待办任务
- 1) 请把下方关于 split_child 的文字从“split_child(Name, [Ch|Chs], After) when”起、到“允许子进程执行某些清理工作。”止（含这两处）一字不差地抄写下来。
- 2) 请将下方关于 split_child 的文字中的这句话译成英文：“首先调用terminate_children终止ChAfter进程,需要注意的是因为temporary进程不会被重启,因此这里也会跳过temporary进程;终止子进程时可以有超时值,允许子进程执行某些清理工作。”
- 3) 接着下方关于 split_child 的文字的最后一句往下续写。

文本块
_ _ _ _ _ _ _

首先调用 split_child 把子进程列表分开:

%% Chs = [S4, S3, Ch, S1, S0]
%% Ret: {[S4, S3, Ch], [S1, S0]}
split_child(Name, Chs) ->
    split_child(Name, Chs, []).

split_child(Name, [Ch|Chs], After) when Ch#child.name =:= Name ->
    {lists:reverse([Ch#child{pid = undefined} | After]), Chs};
split_child(Pid, [Ch|Chs], After) when Ch#child.pid =:= Pid ->
    {lists:reverse([Ch#child{pid = undefined} | After]), Chs};
split_child(Name, [Ch|Chs], After) ->
    split_child(Name, Chs, [Ch | After]);
split_child(_, [], After) ->
    {lists:reverse(After), []}.

ChBefore是不需要重启的。首先调用terminate_children终止ChAfter进程,需要注意的是因为temporary进程不会被重启,因此这里也会跳过temporary进程;终止子进程时可以有超时值,允许子进程执行某些清理工作。

_ _ _ _ _ _ _

所示信息
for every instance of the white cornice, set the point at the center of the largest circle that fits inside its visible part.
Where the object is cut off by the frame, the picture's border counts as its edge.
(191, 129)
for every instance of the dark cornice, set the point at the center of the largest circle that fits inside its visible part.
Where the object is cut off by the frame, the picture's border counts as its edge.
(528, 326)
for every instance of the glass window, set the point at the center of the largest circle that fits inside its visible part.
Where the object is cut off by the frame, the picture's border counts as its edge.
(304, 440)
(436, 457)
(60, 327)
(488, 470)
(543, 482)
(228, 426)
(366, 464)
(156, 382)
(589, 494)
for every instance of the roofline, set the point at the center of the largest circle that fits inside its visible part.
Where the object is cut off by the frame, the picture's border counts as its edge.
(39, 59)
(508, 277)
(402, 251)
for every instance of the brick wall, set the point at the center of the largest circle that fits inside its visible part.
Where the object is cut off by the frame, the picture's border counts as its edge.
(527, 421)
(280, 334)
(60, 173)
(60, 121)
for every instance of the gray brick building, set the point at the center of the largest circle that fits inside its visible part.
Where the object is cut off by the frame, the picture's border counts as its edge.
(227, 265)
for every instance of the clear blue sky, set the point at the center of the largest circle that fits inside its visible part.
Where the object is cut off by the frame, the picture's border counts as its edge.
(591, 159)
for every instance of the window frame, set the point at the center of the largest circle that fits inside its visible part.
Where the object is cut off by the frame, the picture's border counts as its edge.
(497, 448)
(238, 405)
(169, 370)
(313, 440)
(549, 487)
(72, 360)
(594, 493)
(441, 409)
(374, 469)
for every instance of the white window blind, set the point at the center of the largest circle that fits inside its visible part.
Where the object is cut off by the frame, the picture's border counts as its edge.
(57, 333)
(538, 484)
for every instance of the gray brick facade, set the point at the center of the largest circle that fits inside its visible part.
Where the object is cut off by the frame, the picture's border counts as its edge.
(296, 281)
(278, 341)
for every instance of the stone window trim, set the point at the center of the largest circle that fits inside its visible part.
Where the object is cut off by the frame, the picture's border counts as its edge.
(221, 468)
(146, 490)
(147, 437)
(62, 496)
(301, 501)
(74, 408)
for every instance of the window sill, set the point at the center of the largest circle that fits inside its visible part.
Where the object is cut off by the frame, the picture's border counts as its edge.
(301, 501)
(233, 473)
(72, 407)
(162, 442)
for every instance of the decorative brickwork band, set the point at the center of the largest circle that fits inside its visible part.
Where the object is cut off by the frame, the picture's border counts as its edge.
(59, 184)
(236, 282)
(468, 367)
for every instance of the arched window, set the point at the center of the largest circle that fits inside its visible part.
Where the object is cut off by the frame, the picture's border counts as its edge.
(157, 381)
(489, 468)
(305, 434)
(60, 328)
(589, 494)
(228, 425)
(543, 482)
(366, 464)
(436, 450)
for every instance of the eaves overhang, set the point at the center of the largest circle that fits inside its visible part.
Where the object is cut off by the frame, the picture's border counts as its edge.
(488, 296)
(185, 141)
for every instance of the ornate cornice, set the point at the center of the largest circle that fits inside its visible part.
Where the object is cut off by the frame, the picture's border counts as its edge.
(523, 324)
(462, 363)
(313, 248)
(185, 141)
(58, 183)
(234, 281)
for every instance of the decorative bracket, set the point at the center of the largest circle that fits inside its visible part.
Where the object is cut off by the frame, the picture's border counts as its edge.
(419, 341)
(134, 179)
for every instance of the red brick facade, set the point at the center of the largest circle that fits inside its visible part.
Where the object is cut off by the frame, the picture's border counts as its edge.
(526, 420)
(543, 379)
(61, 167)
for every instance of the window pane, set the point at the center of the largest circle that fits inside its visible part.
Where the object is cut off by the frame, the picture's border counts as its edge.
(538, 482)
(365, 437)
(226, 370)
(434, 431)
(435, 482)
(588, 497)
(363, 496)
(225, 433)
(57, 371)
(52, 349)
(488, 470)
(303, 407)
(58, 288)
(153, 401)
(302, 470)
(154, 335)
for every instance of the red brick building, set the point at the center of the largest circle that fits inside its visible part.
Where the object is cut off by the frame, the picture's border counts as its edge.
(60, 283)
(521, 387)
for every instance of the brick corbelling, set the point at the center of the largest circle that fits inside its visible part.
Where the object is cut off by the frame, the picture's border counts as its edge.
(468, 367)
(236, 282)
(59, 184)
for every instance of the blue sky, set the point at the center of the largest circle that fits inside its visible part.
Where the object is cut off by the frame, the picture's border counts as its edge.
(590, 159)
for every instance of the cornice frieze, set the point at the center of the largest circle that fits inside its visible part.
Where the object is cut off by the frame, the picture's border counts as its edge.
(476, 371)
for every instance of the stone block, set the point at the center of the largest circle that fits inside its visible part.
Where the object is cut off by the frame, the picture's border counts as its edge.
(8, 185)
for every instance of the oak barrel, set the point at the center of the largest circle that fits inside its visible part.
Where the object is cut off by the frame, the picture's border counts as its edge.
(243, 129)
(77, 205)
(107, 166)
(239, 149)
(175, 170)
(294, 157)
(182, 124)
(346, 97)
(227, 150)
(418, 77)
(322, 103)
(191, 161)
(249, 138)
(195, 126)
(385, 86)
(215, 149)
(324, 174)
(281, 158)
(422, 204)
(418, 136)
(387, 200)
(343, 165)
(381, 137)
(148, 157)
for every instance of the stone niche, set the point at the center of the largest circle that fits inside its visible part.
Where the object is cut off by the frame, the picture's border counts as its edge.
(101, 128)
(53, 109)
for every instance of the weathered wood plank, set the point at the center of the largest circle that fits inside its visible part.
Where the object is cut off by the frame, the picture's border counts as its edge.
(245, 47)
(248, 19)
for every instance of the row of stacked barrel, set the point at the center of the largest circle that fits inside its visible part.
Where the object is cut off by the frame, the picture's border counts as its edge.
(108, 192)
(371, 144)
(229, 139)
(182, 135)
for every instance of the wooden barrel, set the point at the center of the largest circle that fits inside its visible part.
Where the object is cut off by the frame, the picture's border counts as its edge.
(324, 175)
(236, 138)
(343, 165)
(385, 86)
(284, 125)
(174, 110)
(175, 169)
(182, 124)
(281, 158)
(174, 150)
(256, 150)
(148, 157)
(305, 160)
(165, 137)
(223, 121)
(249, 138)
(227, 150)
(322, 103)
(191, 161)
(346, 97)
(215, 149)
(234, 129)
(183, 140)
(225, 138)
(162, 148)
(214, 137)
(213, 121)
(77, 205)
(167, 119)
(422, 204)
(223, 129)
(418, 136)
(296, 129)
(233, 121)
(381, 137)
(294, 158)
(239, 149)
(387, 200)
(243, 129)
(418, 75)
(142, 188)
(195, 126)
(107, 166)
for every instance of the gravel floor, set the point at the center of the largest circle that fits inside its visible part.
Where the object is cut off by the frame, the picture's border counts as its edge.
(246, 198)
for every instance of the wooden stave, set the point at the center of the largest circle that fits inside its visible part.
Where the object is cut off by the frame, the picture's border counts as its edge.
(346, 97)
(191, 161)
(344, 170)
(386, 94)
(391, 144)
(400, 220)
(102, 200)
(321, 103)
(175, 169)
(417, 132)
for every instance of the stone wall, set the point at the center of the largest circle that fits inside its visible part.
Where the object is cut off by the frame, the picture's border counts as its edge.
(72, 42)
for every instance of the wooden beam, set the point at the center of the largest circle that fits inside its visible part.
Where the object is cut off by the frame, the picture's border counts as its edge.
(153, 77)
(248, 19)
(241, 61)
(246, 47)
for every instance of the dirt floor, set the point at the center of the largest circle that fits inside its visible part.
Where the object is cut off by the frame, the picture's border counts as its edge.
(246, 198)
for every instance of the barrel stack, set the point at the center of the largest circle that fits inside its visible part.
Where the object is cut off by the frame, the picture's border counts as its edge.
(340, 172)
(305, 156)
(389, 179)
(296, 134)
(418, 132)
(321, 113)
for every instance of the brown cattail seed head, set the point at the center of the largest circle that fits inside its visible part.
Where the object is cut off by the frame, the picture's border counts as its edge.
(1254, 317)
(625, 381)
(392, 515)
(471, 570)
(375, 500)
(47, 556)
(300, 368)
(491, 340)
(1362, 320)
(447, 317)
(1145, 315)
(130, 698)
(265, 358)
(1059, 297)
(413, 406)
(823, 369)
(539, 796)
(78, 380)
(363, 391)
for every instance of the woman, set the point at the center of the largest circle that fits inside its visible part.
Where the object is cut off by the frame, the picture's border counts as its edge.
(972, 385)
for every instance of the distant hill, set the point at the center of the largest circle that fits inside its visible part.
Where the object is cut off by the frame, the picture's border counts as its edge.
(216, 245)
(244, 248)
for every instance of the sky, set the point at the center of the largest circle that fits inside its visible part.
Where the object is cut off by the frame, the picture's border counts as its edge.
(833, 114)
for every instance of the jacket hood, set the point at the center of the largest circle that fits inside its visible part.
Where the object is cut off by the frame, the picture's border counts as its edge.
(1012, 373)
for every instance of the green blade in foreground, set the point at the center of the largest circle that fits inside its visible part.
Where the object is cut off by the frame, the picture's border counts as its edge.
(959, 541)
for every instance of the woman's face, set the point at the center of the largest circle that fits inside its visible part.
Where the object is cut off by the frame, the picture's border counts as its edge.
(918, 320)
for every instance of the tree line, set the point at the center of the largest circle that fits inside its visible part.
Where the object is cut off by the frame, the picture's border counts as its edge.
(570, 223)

_ _ _ _ _ _ _

参考答案
- 1)
split_child(Name, [Ch|Chs], After) when Ch#child.name =:= Name ->
    {lists:reverse([Ch#child{pid = undefined} | After]), Chs};
split_child(Pid, [Ch|Chs], After) when Ch#child.pid =:= Pid ->
    {lists:reverse([Ch#child{pid = undefined} | After]), Chs};
split_child(Name, [Ch|Chs], After) ->
    split_child(Name, Chs, [Ch | After]);
split_child(_, [], After) ->
    {lists:reverse(After), []}.

ChBefore是不需要重启的。首先调用terminate_children终止ChAfter进程,需要注意的是因为temporary进程不会被重启,因此这里也会跳过temporary进程;终止子进程时可以有超时值,允许子进程执行某些清理工作。

- 2) First, terminate_children is called to terminate the ChAfter processes. Note that because temporary processes are not restarted, temporary processes are also skipped here; a timeout value can be given when terminating child processes, allowing the child processes to perform some cleanup work.

- 3)
start_children会启动所有子进程,如果启动失败,会返回try_again。

在restart/2中,针对{try_again, …}会调用 try_again_restart ,然后返回。

%%% Called by restart/2
-spec try_again_restart(SupRef, Child) -> ok when
      SupRef :: sup_ref(),
      Child :: child_id() | pid().
try_again_restart(Supervisor, Child) ->
    cast(Supervisor, {try_again_restart, Child}).

发送一个异步请求,然后返回;这样做是为了处理其他的消息——如终止监控树等。这是很好的编程范例。这里顺便看一下handle_cast处理try_again_restart的过程:

-spec handle_cast({try_again_restart, child_id() | pid()}, state()) ->
			 {'noreply', state()} | {stop, shutdown, state()}.

handle_cast({try_again_restart,Pid}, #state{children=[Child]}=State)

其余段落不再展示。